■ Task prompt ■
Please pick out each line of the entries below that contains the word "water" and copy those lines unchanged.

--- start Records for this task ---

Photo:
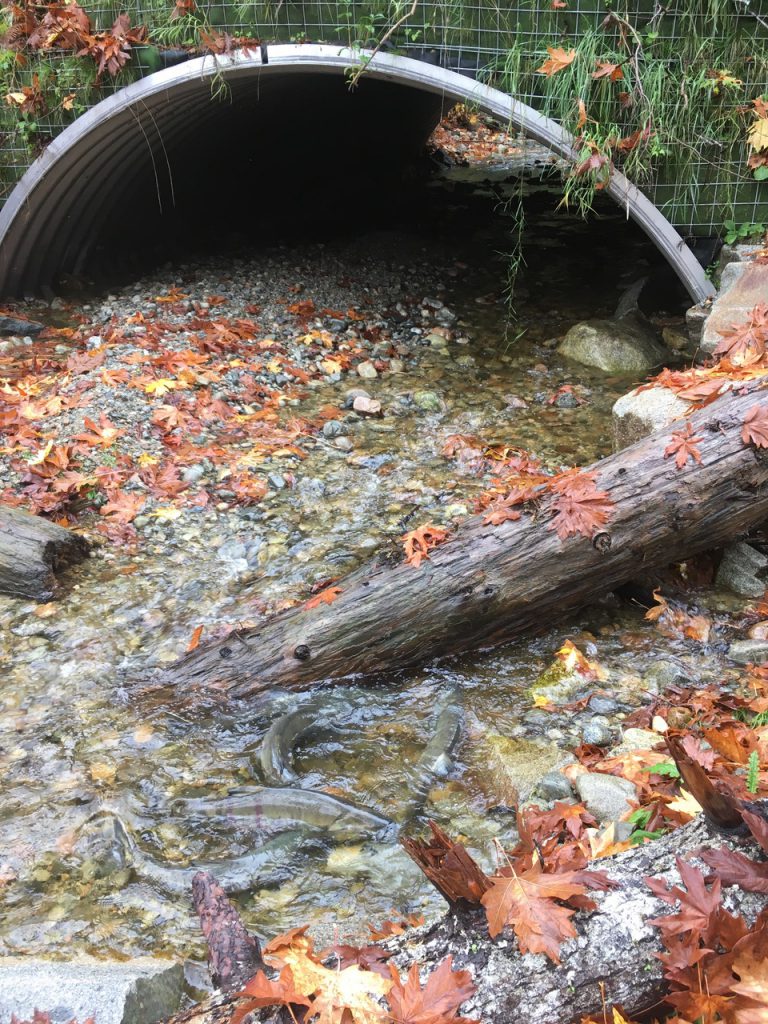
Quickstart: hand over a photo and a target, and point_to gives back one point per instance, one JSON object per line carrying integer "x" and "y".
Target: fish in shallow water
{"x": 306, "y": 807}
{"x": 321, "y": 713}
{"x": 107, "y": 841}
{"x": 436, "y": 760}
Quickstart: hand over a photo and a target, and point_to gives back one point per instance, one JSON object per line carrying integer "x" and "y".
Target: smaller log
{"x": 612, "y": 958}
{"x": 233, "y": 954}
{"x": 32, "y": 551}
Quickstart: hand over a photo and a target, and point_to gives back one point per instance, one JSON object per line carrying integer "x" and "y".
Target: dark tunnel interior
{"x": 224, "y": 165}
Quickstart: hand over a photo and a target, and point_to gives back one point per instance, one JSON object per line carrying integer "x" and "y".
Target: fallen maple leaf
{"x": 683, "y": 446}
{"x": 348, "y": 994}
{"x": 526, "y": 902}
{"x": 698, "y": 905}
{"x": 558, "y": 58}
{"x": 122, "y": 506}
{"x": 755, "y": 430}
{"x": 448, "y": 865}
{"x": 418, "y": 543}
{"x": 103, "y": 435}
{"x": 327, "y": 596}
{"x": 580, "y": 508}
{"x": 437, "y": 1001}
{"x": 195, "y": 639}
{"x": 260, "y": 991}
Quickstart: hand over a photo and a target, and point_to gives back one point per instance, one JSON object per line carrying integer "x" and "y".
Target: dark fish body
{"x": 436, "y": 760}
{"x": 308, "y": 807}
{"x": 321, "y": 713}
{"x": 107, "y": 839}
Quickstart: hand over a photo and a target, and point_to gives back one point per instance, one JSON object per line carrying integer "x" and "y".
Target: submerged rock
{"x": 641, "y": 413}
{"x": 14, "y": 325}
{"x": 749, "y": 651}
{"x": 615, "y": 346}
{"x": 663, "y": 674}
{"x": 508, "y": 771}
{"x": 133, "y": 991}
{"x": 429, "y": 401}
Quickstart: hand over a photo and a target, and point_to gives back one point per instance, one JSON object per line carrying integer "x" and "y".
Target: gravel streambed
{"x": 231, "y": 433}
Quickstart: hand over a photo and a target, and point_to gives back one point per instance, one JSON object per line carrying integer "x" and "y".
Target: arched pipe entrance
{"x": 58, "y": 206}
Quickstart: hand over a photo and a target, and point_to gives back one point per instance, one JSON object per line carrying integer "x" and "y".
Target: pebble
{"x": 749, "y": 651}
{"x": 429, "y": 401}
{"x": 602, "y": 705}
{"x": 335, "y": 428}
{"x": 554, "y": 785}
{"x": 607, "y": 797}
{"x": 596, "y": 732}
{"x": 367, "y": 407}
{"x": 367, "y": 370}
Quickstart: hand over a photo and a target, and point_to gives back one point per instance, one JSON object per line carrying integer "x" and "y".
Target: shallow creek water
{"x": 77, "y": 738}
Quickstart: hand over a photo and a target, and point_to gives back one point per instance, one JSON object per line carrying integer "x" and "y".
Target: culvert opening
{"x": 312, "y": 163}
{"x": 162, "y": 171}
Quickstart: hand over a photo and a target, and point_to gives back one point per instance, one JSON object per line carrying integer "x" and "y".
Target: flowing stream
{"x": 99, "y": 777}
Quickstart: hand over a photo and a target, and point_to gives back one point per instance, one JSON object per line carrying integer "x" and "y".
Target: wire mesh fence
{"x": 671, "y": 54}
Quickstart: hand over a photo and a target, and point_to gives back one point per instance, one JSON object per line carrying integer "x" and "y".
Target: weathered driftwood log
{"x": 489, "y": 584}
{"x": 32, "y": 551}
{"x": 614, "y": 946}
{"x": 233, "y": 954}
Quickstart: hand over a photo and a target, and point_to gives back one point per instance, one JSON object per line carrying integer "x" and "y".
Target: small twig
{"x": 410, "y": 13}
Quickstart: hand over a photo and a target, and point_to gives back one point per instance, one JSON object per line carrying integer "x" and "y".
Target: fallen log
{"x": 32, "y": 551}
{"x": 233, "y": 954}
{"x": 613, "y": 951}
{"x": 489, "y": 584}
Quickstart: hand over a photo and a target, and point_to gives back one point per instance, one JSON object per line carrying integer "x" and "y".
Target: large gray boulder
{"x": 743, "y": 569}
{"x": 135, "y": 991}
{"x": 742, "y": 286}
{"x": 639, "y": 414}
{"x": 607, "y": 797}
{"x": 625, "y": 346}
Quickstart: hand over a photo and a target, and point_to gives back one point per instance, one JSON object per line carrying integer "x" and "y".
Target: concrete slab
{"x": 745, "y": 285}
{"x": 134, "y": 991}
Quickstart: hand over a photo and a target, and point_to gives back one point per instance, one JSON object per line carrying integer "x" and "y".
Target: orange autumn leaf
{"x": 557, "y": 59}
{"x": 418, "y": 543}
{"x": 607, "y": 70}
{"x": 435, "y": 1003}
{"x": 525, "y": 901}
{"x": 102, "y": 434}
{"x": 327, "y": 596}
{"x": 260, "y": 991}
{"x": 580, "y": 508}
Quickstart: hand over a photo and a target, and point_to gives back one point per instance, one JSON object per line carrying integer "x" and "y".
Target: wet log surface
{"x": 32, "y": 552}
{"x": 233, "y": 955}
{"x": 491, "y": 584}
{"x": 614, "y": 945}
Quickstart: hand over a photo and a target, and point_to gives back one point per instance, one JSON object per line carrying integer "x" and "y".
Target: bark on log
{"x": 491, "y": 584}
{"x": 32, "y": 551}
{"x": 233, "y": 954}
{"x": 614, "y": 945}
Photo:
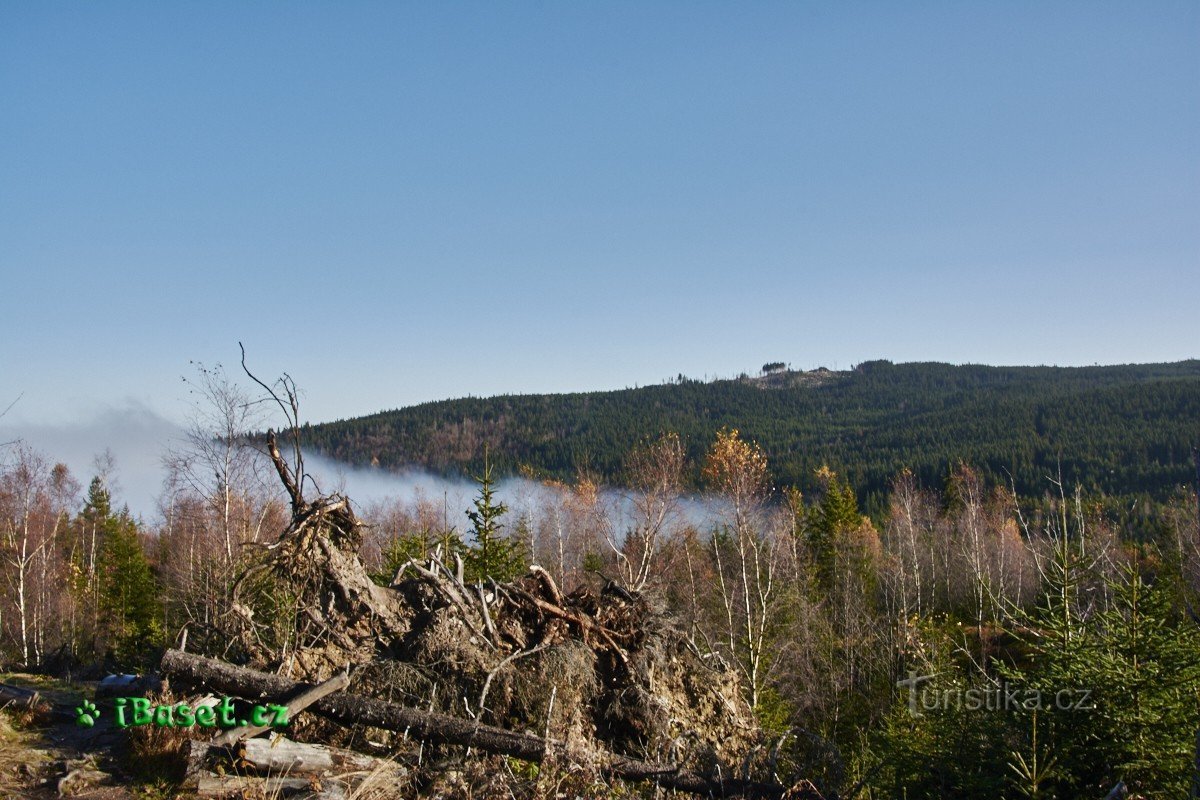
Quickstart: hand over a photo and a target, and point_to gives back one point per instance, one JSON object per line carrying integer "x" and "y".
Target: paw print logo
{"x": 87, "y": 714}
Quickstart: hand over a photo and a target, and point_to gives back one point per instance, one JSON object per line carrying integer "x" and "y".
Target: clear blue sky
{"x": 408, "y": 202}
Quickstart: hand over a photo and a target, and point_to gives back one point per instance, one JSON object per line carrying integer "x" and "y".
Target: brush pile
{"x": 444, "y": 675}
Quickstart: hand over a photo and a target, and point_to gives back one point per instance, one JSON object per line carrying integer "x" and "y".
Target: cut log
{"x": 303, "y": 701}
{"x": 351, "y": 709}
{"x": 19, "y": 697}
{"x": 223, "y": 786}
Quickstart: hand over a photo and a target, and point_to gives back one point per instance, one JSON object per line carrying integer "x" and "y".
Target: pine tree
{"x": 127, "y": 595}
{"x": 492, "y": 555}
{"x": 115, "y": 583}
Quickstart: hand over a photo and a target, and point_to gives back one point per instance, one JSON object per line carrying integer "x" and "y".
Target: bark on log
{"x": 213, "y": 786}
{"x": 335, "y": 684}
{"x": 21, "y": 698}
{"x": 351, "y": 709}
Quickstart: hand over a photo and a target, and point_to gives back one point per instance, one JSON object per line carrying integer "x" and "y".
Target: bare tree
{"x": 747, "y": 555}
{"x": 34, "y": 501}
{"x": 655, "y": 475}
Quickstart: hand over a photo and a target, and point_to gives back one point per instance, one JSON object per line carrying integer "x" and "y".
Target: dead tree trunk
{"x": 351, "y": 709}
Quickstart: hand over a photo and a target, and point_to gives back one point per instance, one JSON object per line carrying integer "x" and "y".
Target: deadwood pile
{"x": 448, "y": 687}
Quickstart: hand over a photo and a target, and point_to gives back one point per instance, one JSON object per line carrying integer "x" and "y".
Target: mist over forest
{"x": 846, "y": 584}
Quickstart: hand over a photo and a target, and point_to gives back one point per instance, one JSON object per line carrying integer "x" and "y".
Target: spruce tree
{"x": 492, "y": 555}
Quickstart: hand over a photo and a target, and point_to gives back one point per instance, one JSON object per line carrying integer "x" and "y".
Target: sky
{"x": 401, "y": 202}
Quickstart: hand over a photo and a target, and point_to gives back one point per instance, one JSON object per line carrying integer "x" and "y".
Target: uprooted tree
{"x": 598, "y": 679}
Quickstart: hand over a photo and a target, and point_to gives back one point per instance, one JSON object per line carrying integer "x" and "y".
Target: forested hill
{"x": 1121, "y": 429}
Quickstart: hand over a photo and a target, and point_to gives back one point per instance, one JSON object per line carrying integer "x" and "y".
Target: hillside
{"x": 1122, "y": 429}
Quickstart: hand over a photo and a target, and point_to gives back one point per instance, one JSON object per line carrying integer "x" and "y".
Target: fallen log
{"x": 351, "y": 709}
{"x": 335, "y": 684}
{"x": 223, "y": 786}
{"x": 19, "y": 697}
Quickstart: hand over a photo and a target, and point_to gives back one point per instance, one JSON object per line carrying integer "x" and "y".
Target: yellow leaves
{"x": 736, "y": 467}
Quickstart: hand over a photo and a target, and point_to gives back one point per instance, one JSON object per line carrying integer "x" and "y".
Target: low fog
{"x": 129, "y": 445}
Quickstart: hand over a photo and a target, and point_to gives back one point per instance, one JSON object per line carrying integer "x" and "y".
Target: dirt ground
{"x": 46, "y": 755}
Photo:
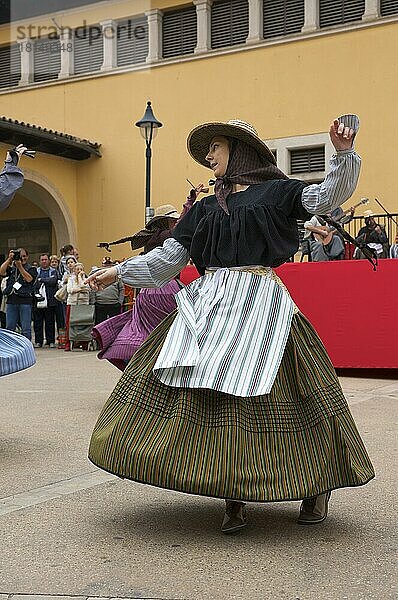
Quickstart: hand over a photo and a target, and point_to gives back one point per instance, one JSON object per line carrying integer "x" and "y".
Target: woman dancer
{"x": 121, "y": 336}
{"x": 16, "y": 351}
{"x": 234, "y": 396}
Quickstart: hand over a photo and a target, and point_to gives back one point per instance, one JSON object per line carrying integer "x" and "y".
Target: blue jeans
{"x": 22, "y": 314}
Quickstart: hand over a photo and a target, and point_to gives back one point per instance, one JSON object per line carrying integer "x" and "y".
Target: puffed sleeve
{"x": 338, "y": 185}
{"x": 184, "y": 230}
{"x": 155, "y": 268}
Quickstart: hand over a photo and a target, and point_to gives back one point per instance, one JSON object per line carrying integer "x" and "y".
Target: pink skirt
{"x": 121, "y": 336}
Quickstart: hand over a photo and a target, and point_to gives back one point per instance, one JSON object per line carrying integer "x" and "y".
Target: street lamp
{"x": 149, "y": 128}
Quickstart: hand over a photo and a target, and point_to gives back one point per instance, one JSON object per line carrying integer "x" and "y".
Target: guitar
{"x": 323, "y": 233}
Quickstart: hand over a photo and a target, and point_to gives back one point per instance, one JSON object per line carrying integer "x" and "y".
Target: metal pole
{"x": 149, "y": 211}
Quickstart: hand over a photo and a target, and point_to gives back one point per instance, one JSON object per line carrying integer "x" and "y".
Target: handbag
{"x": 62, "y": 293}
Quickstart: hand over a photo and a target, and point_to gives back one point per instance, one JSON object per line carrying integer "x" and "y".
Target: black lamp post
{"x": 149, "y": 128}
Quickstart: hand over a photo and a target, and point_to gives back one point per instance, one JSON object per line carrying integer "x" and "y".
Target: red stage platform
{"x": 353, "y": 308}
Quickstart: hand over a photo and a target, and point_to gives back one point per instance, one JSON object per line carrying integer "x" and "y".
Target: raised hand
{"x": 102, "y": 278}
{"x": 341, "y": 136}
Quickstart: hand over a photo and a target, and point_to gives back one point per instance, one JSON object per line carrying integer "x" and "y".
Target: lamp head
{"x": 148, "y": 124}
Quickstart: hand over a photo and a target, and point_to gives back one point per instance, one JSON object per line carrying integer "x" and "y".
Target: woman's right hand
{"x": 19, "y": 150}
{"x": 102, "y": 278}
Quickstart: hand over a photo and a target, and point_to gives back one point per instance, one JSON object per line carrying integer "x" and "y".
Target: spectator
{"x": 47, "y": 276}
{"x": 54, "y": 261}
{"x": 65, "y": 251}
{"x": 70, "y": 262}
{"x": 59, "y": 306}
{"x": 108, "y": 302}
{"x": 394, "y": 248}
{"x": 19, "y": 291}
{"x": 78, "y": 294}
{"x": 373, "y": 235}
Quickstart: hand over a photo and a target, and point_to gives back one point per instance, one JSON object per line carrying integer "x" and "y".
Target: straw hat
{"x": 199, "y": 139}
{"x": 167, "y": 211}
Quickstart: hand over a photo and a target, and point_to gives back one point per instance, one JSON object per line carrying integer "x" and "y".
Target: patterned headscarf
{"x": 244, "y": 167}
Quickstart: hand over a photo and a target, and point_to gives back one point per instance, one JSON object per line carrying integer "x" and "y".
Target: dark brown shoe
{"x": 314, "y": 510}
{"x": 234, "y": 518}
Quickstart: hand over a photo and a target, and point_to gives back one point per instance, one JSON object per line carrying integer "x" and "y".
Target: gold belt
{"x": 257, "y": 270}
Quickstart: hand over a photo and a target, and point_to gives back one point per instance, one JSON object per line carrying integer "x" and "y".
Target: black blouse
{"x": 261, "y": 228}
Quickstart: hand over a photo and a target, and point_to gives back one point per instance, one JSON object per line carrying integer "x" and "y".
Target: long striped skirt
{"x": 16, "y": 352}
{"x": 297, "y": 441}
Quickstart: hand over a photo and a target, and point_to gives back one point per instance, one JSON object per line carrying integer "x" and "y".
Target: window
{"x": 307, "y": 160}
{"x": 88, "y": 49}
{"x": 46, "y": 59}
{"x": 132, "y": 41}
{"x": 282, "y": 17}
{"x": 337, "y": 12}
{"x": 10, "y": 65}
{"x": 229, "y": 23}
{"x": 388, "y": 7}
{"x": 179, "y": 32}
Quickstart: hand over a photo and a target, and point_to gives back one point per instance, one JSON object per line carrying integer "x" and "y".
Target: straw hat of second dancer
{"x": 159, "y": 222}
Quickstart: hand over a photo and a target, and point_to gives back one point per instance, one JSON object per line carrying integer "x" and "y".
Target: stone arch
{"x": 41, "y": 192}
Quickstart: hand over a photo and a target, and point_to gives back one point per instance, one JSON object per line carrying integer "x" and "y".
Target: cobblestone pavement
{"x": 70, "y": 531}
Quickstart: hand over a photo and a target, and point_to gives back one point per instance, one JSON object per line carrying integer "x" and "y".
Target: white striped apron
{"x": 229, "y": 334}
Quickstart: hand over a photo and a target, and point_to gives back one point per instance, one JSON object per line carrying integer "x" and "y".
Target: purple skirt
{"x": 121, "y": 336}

--- end Records for this task ---

■ Finished exercise ■
Target: fish in shallow water
Target: shallow creek water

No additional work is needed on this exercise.